── QUOTED TEXT ──

Lesson 69 of 105 11 minFlagship

System Design: Designing Twitter (Timeline and News Feed)

A deep dive into the architecture of Twitter (now X). Learn how to handle millions of tweets per second using Fan-out on Write (Push) vs. Fan-out on Read (Pull) models, sharded databases, and real-time celebrity feed merging.

Reading Mode

Hide the curriculum rail and keep the lesson centered for focused reading.

Key Takeaways

  • **Hybrid Push/Pull Feed Mechanics:** Regular users use fan-out on write (push) for low-latency reads, while high-follower celebrity accounts bypass push to prevent DB thrashing, merging on-the-fly via fan-out on read (pull).
  • **Redis ZSET Precomputation:** Timelines are cached as Redis Sorted Sets (`ZSET`), capped at 800 items, using Tweet ID (Snowflake) as the score for fast retrieval.
  • **Geospatial Latency Mitigation:** Multi-region active-active clusters handle local writes with asynchronous replication, utilizing conflict-free replication topologies.

───
── MATERIAL ──

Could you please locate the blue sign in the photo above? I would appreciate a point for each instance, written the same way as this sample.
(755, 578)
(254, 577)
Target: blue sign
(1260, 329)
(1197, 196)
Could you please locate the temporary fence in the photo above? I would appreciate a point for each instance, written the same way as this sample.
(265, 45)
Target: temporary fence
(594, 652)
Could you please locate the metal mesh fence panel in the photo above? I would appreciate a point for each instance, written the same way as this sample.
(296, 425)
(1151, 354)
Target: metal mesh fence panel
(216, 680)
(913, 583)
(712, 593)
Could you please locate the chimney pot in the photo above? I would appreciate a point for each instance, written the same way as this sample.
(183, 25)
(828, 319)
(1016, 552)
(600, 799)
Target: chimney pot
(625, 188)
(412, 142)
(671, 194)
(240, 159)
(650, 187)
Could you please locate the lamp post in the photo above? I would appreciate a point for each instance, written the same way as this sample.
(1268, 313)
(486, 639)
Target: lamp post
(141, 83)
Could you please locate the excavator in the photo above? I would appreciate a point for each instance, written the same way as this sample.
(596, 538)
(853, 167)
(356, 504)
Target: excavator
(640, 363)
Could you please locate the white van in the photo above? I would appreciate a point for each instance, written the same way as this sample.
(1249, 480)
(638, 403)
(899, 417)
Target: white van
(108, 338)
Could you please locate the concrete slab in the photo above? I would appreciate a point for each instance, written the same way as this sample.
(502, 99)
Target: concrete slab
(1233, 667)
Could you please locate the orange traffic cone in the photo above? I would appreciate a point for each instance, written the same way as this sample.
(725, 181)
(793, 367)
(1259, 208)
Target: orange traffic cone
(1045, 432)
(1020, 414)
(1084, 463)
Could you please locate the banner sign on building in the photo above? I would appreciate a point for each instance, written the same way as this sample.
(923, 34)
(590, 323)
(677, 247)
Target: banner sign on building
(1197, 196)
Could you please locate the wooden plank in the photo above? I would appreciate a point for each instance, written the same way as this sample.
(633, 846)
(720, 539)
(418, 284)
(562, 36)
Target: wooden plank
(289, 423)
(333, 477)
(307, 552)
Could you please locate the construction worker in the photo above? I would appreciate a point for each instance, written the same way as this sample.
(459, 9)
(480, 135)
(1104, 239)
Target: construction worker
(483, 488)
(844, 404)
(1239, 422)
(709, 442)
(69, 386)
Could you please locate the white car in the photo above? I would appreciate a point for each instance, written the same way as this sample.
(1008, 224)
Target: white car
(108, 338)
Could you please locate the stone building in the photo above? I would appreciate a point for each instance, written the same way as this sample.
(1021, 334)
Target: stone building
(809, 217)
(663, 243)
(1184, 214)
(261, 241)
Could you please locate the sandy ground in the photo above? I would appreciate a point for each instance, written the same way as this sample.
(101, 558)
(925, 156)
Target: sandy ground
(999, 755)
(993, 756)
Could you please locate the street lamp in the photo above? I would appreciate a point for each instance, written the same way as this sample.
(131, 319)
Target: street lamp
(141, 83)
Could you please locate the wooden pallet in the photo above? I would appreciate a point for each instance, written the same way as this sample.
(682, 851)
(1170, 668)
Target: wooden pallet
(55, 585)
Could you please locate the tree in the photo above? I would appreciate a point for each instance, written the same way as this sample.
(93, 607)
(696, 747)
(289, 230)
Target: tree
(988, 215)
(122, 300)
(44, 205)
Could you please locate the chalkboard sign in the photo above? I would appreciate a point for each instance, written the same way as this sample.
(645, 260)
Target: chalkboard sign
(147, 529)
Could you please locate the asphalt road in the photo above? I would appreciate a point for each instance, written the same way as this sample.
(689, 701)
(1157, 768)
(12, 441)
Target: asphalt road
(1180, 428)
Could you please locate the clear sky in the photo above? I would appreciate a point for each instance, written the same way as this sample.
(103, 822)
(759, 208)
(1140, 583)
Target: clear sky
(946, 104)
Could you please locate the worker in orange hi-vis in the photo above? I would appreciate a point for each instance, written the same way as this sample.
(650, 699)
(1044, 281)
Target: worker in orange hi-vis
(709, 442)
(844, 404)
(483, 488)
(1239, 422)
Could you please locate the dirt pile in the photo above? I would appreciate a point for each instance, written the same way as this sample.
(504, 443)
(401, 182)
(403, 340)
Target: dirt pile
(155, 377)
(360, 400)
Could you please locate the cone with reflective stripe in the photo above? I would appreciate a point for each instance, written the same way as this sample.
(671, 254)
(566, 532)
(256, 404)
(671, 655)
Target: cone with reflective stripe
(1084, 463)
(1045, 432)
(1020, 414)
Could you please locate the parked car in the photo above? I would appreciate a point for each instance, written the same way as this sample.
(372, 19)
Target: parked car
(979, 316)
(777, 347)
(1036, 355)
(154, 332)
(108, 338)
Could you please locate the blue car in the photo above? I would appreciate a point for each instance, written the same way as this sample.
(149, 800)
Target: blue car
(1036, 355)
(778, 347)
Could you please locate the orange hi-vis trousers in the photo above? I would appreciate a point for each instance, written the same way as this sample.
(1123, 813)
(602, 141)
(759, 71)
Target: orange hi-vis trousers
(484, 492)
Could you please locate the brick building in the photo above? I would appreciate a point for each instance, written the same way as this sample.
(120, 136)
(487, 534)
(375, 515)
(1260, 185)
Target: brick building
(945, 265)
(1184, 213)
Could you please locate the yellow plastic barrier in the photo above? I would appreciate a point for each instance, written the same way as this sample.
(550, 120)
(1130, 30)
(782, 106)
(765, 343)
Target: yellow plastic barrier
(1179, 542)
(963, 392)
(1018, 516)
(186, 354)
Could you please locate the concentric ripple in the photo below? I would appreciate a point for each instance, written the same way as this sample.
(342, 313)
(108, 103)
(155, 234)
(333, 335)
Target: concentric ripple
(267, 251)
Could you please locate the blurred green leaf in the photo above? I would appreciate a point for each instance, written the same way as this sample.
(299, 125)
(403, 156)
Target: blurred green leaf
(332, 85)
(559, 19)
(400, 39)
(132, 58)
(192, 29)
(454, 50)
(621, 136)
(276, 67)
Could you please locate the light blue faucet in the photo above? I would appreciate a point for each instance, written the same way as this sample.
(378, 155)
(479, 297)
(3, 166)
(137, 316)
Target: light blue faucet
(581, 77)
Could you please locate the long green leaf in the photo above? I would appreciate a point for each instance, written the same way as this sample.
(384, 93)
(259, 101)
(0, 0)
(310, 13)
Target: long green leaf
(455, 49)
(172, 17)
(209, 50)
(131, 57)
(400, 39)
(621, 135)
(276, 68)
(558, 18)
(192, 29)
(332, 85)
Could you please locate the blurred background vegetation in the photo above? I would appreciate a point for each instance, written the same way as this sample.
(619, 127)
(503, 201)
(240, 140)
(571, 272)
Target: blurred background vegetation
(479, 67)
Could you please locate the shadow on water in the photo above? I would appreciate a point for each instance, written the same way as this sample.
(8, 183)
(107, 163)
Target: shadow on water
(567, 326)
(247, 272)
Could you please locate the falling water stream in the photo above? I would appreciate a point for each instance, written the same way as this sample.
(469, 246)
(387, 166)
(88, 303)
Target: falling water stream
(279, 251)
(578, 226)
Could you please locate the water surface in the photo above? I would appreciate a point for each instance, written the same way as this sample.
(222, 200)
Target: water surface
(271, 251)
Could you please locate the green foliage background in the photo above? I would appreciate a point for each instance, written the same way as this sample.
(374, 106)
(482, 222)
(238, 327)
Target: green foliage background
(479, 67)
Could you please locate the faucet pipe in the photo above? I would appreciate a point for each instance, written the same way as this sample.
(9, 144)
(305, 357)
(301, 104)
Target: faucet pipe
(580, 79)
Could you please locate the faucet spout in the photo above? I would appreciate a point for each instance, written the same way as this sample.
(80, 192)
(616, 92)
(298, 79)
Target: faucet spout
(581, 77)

───

■ TASK BRIEF:
Print, without any changes, the stretch of the Twitter system design lesson above that opens with the words "Hide the curriculum" and closes with "on read (pull).".

■ FULL RESPONSE:
Hide the curriculum rail and keep the lesson centered for focused reading.

Key Takeaways

  • **Hybrid Push/Pull Feed Mechanics:** Regular users use fan-out on write (push) for low-latency reads, while high-follower celebrity accounts bypass push to prevent DB thrashing, merging on-the-fly via fan-out on read (pull).